Texte fourni:
Un héritage ancestral… une identité familiale ?
On observe au Bénin plusieurs types de scarification dont on ignore parfois l’origine et les significations. Chaque groupe ethnique a un dessin qui lui est propre en la matière. C’est ainsi que deux stries verticales fois cinq au visage signalent par exemple un individu de la famille Adjovi de Ouidah, tandis que deux stries verticales au-dessus de chaque tempe sont propres aux Forgerons Hountondji, éparpillés sur le territoire national et originaires de Porto-Novo, Ouidah et Abomey. Des dires du professeur Albert Akoha, certaines personnes n’étant pas de la famille Hountondji se font ces marques pour se protéger contre l’esclavage ou pour se faire voir d’un rang social distingué. « les Hountondji sont des princes tellement influents que leur esclavage est même interdit. Ainsi, pour avoir ce respect dont bénéficient les fils de cette famille, les gens s’arrangent pour avoir leur signe identitaire », a-t-il dit.
Quant aux Houéda, on remarque deux stries sur chaque joue, aux tempes et au front. Cependant, trois stries horizontales sur chaque joue, renseignent sur un individu d’Oyo. Dans le Borgou et l’Atacora, on distingue également des scarifications identitaires où des hommes et femmes de plusieurs tribus s’illustrent bien avec plusieurs stries horizontales ou verticales sur chaque joue.

(Données de pointage de régions)

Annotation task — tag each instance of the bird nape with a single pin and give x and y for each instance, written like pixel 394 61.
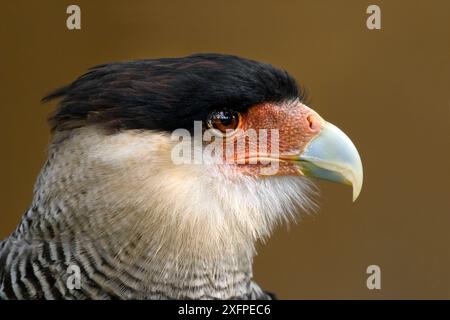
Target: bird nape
pixel 123 210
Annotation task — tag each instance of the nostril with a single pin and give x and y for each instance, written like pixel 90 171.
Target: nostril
pixel 313 122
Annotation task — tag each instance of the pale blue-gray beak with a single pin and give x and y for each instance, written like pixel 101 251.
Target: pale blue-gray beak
pixel 331 155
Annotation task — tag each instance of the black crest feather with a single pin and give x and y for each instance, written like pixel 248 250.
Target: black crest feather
pixel 169 93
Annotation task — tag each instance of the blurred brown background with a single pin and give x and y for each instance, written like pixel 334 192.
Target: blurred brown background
pixel 387 89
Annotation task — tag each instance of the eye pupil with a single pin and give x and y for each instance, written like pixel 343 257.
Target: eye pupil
pixel 223 120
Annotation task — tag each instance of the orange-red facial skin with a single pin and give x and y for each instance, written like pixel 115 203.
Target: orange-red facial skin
pixel 296 124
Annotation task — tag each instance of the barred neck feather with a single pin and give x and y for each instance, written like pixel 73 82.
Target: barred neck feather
pixel 139 226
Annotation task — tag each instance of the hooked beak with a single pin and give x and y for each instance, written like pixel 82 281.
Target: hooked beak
pixel 332 156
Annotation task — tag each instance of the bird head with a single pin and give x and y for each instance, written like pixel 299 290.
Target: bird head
pixel 203 153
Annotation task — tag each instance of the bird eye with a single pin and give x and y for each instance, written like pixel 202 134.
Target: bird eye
pixel 224 120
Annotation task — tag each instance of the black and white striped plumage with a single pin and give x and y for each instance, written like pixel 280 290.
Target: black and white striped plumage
pixel 110 201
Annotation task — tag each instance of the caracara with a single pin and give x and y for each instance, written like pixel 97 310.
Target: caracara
pixel 163 174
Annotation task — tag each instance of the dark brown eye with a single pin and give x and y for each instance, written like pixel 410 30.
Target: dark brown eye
pixel 224 120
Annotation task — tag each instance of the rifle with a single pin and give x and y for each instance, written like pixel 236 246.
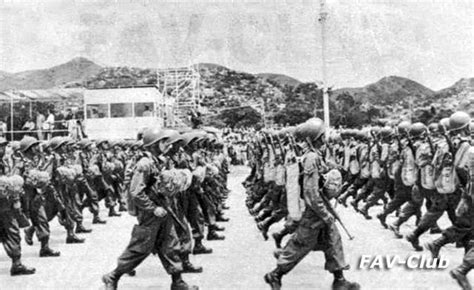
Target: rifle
pixel 328 205
pixel 336 216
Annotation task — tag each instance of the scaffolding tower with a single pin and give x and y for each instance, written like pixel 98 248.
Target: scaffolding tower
pixel 181 84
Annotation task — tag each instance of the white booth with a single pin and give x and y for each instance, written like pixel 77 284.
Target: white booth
pixel 120 113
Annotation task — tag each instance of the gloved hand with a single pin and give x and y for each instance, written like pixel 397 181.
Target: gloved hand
pixel 160 212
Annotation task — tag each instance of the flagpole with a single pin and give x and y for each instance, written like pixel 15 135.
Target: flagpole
pixel 322 19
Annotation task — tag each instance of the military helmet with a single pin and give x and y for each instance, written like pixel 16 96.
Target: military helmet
pixel 312 129
pixel 56 142
pixel 459 120
pixel 386 132
pixel 27 142
pixel 153 135
pixel 433 127
pixel 84 143
pixel 404 127
pixel 444 125
pixel 417 129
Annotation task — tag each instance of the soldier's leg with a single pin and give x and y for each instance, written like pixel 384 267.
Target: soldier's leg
pixel 459 273
pixel 11 240
pixel 39 220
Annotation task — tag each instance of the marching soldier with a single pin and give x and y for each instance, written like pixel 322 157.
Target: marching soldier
pixel 9 227
pixel 155 231
pixel 317 229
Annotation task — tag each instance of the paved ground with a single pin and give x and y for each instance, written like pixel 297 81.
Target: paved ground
pixel 239 262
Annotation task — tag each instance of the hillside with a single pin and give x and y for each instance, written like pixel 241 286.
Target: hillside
pixel 74 71
pixel 279 79
pixel 388 91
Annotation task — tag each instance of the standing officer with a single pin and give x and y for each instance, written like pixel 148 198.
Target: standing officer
pixel 9 229
pixel 317 229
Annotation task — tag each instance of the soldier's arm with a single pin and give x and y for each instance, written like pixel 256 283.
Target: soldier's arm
pixel 312 195
pixel 138 185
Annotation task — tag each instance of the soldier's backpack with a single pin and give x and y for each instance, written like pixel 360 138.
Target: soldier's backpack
pixel 354 167
pixel 364 162
pixel 409 172
pixel 445 172
pixel 375 167
pixel 424 158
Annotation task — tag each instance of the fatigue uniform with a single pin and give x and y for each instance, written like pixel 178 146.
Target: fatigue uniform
pixel 152 234
pixel 316 230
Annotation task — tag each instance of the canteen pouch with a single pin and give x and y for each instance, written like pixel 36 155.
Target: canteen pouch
pixel 409 169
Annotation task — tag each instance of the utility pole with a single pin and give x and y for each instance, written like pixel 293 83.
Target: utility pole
pixel 322 19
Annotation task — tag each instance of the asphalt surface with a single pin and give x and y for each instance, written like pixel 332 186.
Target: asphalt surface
pixel 238 262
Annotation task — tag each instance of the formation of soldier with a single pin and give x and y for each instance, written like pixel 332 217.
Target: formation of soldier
pixel 414 170
pixel 174 183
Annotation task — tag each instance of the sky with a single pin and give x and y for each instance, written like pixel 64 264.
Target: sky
pixel 431 42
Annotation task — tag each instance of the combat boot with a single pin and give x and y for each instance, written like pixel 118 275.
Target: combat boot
pixel 277 237
pixel 435 246
pixel 113 213
pixel 29 235
pixel 46 251
pixel 199 248
pixel 98 220
pixel 111 280
pixel 364 211
pixel 273 279
pixel 435 230
pixel 179 284
pixel 382 219
pixel 188 267
pixel 343 284
pixel 20 269
pixel 395 228
pixel 459 274
pixel 413 238
pixel 80 229
pixel 216 227
pixel 73 239
pixel 214 236
pixel 221 218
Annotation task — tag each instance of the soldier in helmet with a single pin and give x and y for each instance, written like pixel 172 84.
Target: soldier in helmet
pixel 9 228
pixel 380 176
pixel 410 189
pixel 155 232
pixel 452 180
pixel 466 206
pixel 402 171
pixel 37 182
pixel 316 221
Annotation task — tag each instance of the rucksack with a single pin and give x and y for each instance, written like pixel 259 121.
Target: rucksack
pixel 409 169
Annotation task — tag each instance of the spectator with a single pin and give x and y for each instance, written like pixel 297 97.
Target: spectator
pixel 29 126
pixel 3 128
pixel 39 125
pixel 147 112
pixel 48 125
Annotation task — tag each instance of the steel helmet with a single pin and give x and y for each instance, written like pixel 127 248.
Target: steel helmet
pixel 433 127
pixel 84 143
pixel 417 129
pixel 444 125
pixel 459 120
pixel 153 135
pixel 27 142
pixel 57 142
pixel 312 129
pixel 404 127
pixel 386 132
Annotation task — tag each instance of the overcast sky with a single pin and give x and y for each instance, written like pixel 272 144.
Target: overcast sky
pixel 431 42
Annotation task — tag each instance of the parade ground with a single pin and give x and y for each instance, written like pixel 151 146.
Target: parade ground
pixel 238 262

Tâche assignée: Selon le texte sur les scarifications au Bénin, quelle marque signale un individu d'Oyo ?

Exercice corrigé: Trois stries horizontales sur chaque joue signalent un individu d'Oyo.